* Textabschnitt *
+-------+

Bild: Die Professorin Eva Geulen gratuliert Judith Butler.
FRANKFURT/M. taz | So aufgebracht die Menge am Dienstag vor der Paulskirche
war, so verhalten folgte sie im Plenarsaal der Verleihung des
Theodor-W.-Adorno-Preises an die umstrittene Philosophin und
Literaturwissenschaftlerin Judith Butler. Die Polizei hatte wenig Mühe, den
geladenen Gästen einen Korridor vor dem Portal der Kirche freizuhalten.
Rechts und links der Ordnungskräfte artikulierten sich lautstark die
Demonstranten – wobei die Gruppe der israelfreundlichen Aktivisten deutlich
in der Überzahl war.
Auf der einen Seite schwenkten Mitglieder verschiedener israelfreundlicher
Initiativen aufwändig produzierte Fahnen mit dem Davidstern und
Transparente, auf denen zur Solidarität mit Israel aufgerufen wurde: „Hamas
bekämpft Israels Existenz“ stand darauf zu lesen, „Israel – We stand with
you“ oder auch „Keine Ehre für Israelhass“.
Auf der anderen Seite begnügte sich ein Häuflein von Gegendemonstranten mit
dem Satz „Thank you, Judith“ auf offenbar selbst ausgedruckten Plakaten. Zu
sehen waren auch die ägyptische und die palästinensische Fahne. Es blieb,
wo nicht Pfiffe jede Kommunikation unmöglich machten, bei vereinzelten
Wortgefechten.
Worte spielten auch naturgemäß im feierlich ausgeschmückten Plenarsaal eine
große Rolle, und sie waren sorgfältig abgewogen. Zu den geladenen Gästen
gehörten neben Würdenträgern der Stadt auch von Judith Butler beeinflusste
Kulturschaffende wie der Musiker und Schriftsteller Thomas Meinecke
(„Tomboy“) oder die Journalistin Carolin Emcke („Wie wir begehren“).

+-------+

[Einträge zur Kennzeichnung von Objektpositionen]
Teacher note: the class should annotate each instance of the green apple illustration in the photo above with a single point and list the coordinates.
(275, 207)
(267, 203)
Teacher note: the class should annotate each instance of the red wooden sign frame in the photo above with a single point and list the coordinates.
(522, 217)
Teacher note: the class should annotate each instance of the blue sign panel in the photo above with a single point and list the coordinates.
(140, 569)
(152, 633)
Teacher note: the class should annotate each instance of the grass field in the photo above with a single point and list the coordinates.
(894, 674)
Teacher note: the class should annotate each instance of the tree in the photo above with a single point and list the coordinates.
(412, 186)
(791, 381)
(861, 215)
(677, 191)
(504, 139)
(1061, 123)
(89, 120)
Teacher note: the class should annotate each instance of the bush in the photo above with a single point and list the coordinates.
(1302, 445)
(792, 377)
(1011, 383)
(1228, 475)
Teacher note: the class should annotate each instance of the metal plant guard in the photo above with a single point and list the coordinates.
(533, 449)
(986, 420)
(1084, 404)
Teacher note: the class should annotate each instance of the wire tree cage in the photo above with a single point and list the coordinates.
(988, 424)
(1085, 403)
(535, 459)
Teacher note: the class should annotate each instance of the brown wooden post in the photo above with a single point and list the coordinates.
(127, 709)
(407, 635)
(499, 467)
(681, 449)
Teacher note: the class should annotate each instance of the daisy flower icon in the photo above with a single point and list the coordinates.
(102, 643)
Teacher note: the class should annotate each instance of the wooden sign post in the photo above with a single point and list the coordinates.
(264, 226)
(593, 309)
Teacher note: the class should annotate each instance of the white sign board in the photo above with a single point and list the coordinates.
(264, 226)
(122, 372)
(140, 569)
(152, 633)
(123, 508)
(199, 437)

+-------+

* Erforderliche Schritte *
a - Welche Gruppe war laut dem Text über die Adorno-Preisverleihung unter den Demonstranten vor der Paulskirche deutlich in der Überzahl?
b - Tippe bitte aus dem Text über die Adorno-Preisverleihung den Abschnitt ab, der bei den Worten „Bild: Die Professorin“ beginnt und nach den Worten „der Überzahl war.“ endet.

* Lösungen der Aufgaben *
a - Die Gruppe der israelfreundlichen Aktivisten.

b -
Bild: Die Professorin Eva Geulen gratuliert Judith Butler.
FRANKFURT/M. taz | So aufgebracht die Menge am Dienstag vor der Paulskirche
war, so verhalten folgte sie im Plenarsaal der Verleihung des
Theodor-W.-Adorno-Preises an die umstrittene Philosophin und
Literaturwissenschaftlerin Judith Butler. Die Polizei hatte wenig Mühe, den
geladenen Gästen einen Korridor vor dem Portal der Kirche freizuhalten.
Rechts und links der Ordnungskräfte artikulierten sich lautstark die
Demonstranten – wobei die Gruppe der israelfreundlichen Aktivisten deutlich
in der Überzahl war.